**Short problem**:
In the text about the mech pilots, what name are the boards giving the Reality Displacement Engine?

**Document passage**:
_ _ _ _

Khan Trindosa put her new territory to good work pretty fast. Turns out the reason that the upstart was such a problem in the first place was that they’d built this crazy mech R&D facility under their estate, and when the Khan took it over she found the design for a Reality Displacement Engine. That’s the official term, apparently, but all the boards are calling it a portal gun. Laser Dark Heart was already one of the coolest mechs, but watching it rip a hole in space time, jump through, and fire its plasma lances at point-blank range – it’s a moment of pure joy, for me.

Nomarch Ivarin and the Saint both deployed to orbit after an asteroid strike damaged one of the orbital stations and sent it descending towards the planet’s atmosphere. It was scary stuff, honestly. Ten thousand people on the station, some of them already dead in the strike, and the station was big enough and still intact enough to really ruin the day of anyone it landed on. Which very well could have been me. Hyper Element Storm and Harbinger managed to latch on and accelerate the station enough to get it back into its orbit, and then the Nomarch let the Saint take charge of making repairs and organizing relief supplies, which he handled really well.

I’m… still kind of stunned. The Brimstone Balesfe is dead. Zamantha Derez finally brought Zephyr Falcon out of hiding and attacked the capital, claiming it was a territorial duel with… everything at stake. When the tanks and fighters were all left burning, Neon Tempest Blade was the only thing in the Falcon’s way. Derez proved why the bounty on her head got so high after the last time, firing those sonic cannons without a care and leveling a huge swathe of the city before The Brimstone could get in close with his energy falchion. By the end the Falcon was so badly damaged that Derez had to flee before reinforcements arrived, even though they were only conventional forces… but the Blade’s cockpit had been pierced by the Falcon’s vibrotalons. There’s no talk, yet, of someone assuming ownership of The Brimstone’s territory or mech. For now they’ve left the Blade where it fell, as a monument to its pilot’s sacrifice.

_ _ _ _

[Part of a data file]
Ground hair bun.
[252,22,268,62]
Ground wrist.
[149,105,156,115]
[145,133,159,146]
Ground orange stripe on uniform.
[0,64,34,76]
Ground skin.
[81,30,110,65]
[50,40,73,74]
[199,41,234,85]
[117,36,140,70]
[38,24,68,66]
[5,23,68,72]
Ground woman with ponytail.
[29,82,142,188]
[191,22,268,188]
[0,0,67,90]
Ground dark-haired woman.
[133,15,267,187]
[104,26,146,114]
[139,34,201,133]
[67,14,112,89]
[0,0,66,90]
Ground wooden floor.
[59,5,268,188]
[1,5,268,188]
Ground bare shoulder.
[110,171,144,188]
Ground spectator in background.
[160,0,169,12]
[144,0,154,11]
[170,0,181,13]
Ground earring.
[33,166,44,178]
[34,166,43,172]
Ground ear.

_ _ _ _

**The answer**:
A portal gun.